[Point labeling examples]

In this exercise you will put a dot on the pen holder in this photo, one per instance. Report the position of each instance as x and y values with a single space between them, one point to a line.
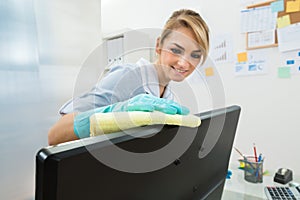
253 170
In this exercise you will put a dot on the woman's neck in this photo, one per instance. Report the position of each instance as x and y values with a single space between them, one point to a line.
162 80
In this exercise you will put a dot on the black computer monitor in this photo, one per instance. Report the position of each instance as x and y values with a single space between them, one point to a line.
74 171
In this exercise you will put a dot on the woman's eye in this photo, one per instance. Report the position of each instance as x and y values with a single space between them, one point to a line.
196 55
176 51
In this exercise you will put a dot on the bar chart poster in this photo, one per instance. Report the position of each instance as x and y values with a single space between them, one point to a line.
222 49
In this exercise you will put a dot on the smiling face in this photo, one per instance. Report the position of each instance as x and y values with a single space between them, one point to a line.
178 55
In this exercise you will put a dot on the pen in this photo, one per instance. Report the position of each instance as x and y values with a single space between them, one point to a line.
255 155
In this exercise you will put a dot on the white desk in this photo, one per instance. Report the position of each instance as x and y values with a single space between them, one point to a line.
237 188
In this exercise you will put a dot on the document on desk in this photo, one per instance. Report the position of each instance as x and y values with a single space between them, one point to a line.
288 37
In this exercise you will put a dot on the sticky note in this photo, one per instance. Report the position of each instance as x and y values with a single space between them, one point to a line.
284 72
209 71
290 62
293 6
283 21
277 6
242 57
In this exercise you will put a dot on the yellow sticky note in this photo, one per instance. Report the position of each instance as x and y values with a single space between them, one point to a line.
242 57
209 71
293 6
283 21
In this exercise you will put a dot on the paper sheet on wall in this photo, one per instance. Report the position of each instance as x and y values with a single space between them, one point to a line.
258 19
255 63
261 38
222 48
291 59
288 37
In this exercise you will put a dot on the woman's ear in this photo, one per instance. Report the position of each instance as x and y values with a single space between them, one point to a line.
157 46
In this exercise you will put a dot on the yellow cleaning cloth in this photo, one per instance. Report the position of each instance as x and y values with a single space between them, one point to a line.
103 123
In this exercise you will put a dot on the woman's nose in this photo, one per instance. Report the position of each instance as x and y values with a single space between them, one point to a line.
183 61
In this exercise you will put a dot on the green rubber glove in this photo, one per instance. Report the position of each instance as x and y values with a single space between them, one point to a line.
142 102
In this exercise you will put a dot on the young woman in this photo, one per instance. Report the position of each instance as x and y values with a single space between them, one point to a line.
182 46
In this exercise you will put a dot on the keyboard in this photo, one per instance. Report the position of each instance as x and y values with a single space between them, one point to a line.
278 193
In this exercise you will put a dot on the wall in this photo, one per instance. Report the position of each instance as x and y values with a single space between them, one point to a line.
62 34
270 106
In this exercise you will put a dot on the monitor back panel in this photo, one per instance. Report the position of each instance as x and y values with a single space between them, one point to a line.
76 174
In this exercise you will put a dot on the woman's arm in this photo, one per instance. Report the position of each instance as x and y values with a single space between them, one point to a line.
63 130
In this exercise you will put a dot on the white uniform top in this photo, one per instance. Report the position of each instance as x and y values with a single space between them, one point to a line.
120 83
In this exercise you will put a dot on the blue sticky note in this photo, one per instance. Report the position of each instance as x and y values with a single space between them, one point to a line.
277 6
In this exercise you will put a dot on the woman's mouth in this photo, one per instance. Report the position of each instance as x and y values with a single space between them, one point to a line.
179 70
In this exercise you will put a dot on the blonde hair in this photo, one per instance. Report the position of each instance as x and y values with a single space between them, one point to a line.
192 20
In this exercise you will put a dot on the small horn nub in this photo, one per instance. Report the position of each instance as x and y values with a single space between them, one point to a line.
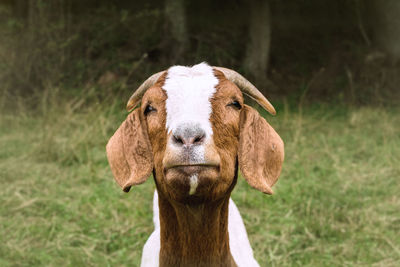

WHAT YOU HAVE TO DO: Repeat every line from the one containing "In this exercise you will put a dot on the monitor" through the end of the rows, requests included, and add 95 to each x and y coordinate in the answers. Leave the pictures out.

EXERCISE RESPONSE:
In this exercise you will put a dot on the monitor back panel in this photo, one per instance. Report the position of each instance as x and y values with a single space between them, one point to a line.
171 269
In this exercise you will put a dot on the woman's arm in this photo, one per instance. Report the position of each instance as x and y values with a single space between them, one point to a line.
158 225
In this exercise you will put a dot on the white uniform top in this photo, one per instance. Report the position of each instance as x and y values with a single space between them, one point to a line.
215 178
In this exercise you will put a dot on the blue sticky note in this photo, one per instance. Report the position of each instance as x and y values with a single space between them, one point to a line.
372 101
In this exercise you will put a dot on the woman's mouth in this photo, one per instance. Report the position of each instance as x and y values with a single space between them, one point to a line.
274 165
In this exercise you will put a dot on the blonde hair in this photo, one per instance. Report the position of each instance as x and y values with a single space between them, one point to a line.
287 115
In this exercise you will put a dot on the small horn nub in this photo, one per instance. Report the position of each instance as x and y values with a single space between them, one point to a line.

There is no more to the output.